## Reading text
On the day after the raid the photographer-journalist W. D. Smithers arrived at the Johnson's Ranch to cover the story. Johnson, as hospitable as ever, was more than happy to tell his story. He also invited Smithers to stay at the ranch for a few days. During this time, Smithers brought up the idea of allowing the United States Army Air Corps to establish an airbase on the ranch property, which was located in a remote but highly strategic position in the Big Bend. Johnson agreed with Smithers, who in turn spoke with his old friend, Colonel Arthur G. Fisher, the 8th Corps Area air officer, who was stationed in San Antonio. Fisher had Johnson's Ranch inspected for use as a military airfield and found it a suitable location, but final say on the establishment of a new airfield was not up to him. Fisher then consulted with Major Robert J. Haplin, assistant chief of staff of the 8th Corps Area, as well as the senior military intelligence officer in the area, who agreed to support the project, thinking it would be an excellent place to gather intelligence about activities along the Mexican border and also a good staging point for combat operations, in case of another border emergency.

## Provided records
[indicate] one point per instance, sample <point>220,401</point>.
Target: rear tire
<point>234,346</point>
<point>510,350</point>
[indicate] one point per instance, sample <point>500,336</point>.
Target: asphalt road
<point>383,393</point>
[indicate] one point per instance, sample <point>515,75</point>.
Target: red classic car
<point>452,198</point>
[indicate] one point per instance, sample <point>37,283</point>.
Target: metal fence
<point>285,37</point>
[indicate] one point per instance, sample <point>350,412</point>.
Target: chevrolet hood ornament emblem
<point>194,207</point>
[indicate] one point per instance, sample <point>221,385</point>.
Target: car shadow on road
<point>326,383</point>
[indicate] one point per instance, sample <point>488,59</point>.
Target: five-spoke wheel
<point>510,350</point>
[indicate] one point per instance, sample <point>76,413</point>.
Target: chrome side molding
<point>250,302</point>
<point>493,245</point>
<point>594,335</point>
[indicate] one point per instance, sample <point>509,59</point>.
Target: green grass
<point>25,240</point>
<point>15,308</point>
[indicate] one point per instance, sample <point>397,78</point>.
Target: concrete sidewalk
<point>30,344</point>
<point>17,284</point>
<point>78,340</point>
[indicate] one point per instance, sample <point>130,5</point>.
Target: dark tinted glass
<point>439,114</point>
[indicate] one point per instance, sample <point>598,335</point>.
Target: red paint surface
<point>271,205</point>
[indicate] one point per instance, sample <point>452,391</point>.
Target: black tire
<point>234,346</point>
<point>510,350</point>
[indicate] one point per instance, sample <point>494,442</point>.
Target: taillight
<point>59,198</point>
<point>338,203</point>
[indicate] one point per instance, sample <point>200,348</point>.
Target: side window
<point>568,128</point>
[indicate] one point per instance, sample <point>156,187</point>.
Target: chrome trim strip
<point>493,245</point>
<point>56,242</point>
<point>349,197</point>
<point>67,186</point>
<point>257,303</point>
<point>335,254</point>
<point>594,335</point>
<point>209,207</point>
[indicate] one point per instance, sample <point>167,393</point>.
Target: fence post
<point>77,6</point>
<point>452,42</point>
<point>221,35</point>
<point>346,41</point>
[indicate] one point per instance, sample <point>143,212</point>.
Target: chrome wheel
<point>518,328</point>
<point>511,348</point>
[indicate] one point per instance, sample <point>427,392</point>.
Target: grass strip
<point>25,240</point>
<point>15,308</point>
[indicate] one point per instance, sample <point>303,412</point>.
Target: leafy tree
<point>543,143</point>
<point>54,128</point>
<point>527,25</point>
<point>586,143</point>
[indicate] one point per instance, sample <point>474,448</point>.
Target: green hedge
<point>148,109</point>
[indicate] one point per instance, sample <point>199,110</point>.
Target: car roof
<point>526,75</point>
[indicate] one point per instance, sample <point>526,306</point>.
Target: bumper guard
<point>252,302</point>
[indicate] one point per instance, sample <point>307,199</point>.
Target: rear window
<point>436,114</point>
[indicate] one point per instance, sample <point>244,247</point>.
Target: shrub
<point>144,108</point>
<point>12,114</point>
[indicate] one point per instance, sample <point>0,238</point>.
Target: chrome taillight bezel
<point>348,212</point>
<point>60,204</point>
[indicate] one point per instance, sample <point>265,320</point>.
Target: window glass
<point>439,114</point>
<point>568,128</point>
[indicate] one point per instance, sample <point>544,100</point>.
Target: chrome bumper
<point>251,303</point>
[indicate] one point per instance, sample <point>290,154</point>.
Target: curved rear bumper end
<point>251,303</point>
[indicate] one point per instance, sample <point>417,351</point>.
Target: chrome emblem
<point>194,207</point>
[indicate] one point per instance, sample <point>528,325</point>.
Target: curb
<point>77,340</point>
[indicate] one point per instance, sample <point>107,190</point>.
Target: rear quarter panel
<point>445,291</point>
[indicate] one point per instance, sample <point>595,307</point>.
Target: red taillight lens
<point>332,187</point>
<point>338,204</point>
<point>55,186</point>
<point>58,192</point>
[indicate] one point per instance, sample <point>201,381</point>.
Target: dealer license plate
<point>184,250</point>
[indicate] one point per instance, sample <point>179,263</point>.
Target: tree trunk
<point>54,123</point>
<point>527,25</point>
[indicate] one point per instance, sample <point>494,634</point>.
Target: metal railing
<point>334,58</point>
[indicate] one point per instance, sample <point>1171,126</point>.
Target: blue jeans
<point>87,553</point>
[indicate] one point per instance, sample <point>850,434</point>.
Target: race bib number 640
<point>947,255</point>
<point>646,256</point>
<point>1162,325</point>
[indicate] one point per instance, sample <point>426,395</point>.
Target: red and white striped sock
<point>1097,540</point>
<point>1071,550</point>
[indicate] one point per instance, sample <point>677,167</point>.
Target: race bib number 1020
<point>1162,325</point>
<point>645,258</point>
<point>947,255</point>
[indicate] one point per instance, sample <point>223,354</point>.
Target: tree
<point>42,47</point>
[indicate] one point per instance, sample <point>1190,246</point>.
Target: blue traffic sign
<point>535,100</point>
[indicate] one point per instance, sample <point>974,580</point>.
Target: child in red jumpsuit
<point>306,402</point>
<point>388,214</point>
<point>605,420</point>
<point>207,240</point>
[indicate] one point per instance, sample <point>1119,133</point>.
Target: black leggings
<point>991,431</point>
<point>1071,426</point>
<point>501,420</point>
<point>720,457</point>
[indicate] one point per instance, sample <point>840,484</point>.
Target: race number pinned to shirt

## Brief 1
In the Johnson's Ranch text, where was Colonel Arthur G. Fisher stationed?
## Brief 2
Decide whether each statement agrees with the Johnson's Ranch text. Answer yes or no and quote the words that decide it.
(a) Smithers reached the ranch on the day after the raid.
(b) Fisher had the authority to approve the new airfield himself.
(c) Haplin served as assistant chief of staff of the 8th Corps Area.
## Brief 3
Extend the Johnson's Ranch text beyond its final sentence.

## Response box 1
San Antonio.

## Response box 2
(a) Yes: "On the day after the raid the photographer-journalist W. D. Smithers arrived at the Johnson's Ranch"
(b) No: "final say on the establishment of a new airfield was not up to him"
(c) Yes: "Major Robert J. Haplin, assistant chief of staff of the 8th Corps Area"

## Response box 3
Work on the new airfield began that summer and was completed by July 6, 1929, when the first landing was recorded. The site chosen was immediately north of the Johnson's Ranch headquarters, where the ranch house and trading post were located, all of which is now located within Big Bend National Park. The ranch house was thenceforth used as the headquarters for the airfield, in addition to the Johnson's ranching activities. By 1939, the airfield consisted of three graded dirt runways, the longest of which measured 4,200 feet. For the pilots, Johnson constructed two large rock piles spaced 100 feet apart near the landing threshold and at night would set two lanterns up to help guide the pilots to a safe landing. Improvements such as these made the Johnson's Ranch Airfield a "safe, all-weather operational facility for emergency combat aircraft."

The Johnson's Ranch Airfield quickly became a notable locale in the pioneer history of aviation in the United States. Many young officers who would later rise in the ranks and achieve fame and notability in World War II served at the Johnson's Ranch, among them General Nathan F. Twining, a chairman of the Joint Chiefs of Staff, and General Jonathan M. Wainwright, a Medal of Honor recipient for his services in the Battle of Bataan. There were no further bandit raids in the Johnson's Ranch area, though the field remained open for the next fourteen years, finally being deactivated in 1943. The "Border Raid Mission", as the cavalry and air patrols became known, officially ended late in October 1931, when the "emergency" was lifted. Though they never went into action, the "Border Raid Mission" provided many young American pilots with valuable flight experience that helped prepare them for the rigorous service in World War II ten years later.